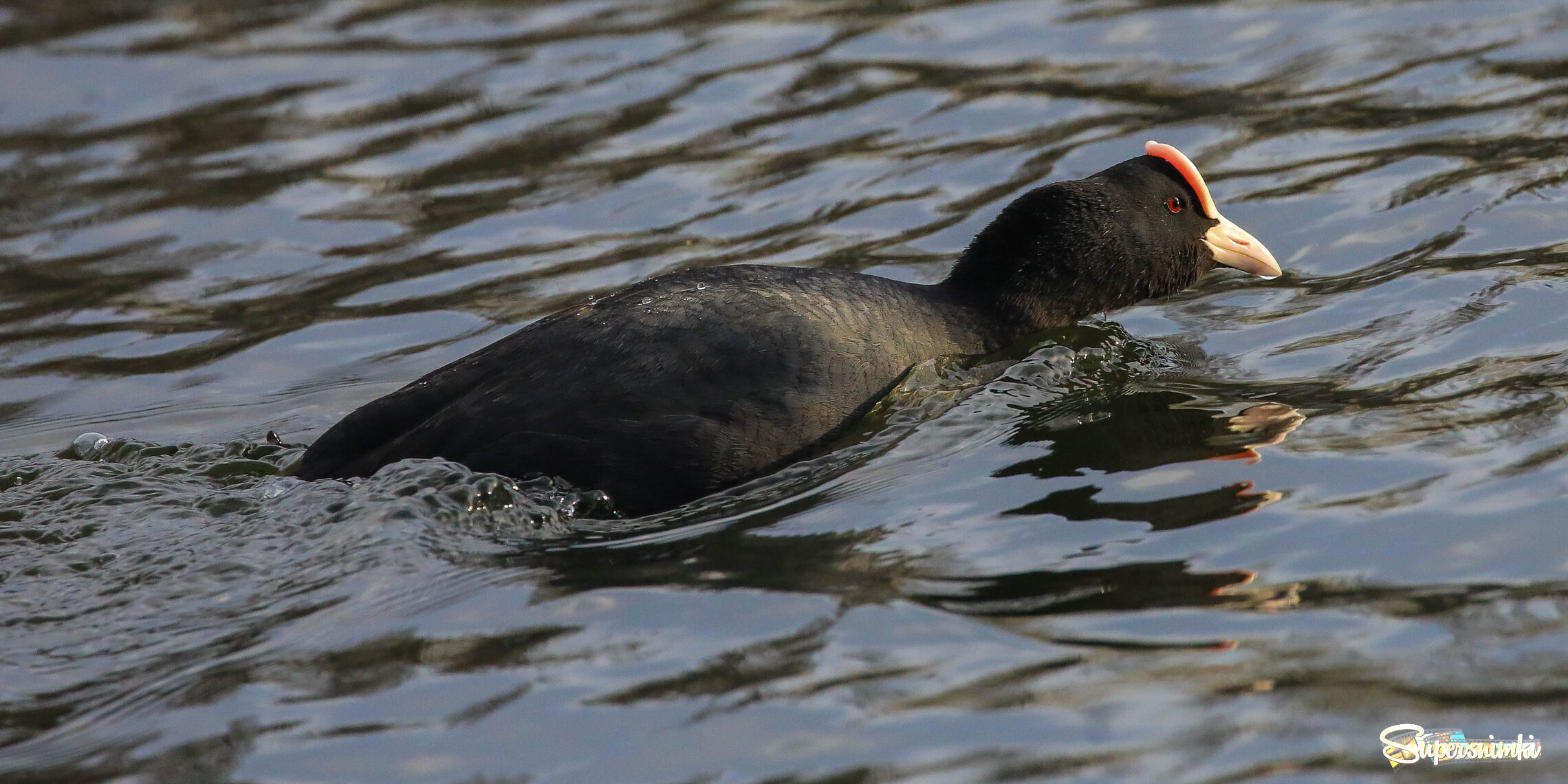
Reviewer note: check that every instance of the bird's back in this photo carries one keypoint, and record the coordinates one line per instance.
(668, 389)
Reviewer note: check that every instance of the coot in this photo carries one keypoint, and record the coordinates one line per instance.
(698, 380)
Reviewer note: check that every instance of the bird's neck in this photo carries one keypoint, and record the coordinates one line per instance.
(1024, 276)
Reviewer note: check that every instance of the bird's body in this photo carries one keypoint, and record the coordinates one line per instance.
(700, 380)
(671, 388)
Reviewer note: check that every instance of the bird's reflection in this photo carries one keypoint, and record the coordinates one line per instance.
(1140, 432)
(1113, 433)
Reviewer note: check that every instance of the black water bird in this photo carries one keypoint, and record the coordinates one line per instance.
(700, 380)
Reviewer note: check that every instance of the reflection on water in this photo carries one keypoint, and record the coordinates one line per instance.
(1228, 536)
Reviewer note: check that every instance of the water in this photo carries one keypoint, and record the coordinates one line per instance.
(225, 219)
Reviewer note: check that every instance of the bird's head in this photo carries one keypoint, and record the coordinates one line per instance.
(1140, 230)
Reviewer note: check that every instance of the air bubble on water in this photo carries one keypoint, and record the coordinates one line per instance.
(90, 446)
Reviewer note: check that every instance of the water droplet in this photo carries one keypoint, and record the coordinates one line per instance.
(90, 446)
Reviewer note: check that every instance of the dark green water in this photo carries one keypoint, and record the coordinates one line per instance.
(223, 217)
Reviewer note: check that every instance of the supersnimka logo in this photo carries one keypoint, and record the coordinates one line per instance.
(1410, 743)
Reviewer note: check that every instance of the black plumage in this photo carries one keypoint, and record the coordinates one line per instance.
++++
Reproduce only the lines running from the one with "Reviewer note: check that every instance of the reflection" through the final line of the listing above, both ends included.

## [EXERCISE SOLUTION]
Reviewer note: check that every instance of the reflection on water in this photo carries one keypoint, and record the coordinates one line per instance.
(1228, 536)
Reviewer note: check that every instance of the water in this photo carries one keypoint, and record the coordinates one line per instance.
(225, 219)
Reviewer note: check that every instance of the bird's head in this photo carries one keypoint, and record the coordinates one line per instance.
(1140, 230)
Reviewer note: check that every instance of the air bubble on water in this photo carries one keypoint, and record the coordinates one line per instance.
(90, 446)
Reviewer note: check that every instance of the water droplet in this photo carries one keypoint, and record the coordinates one line per instance.
(90, 446)
Reviewer note: check that every instance of the dark green water in this photo carries one keypoint, and record the coordinates one line per instance.
(223, 217)
Reviewer note: check that every instance of the supersnimka logo in this photo carries one keypoint, and record the coordinates one line per instance.
(1410, 743)
Reviewer note: check that every instance of the black plumage in this photo carries one keypoint, and record the coordinates one line per instance.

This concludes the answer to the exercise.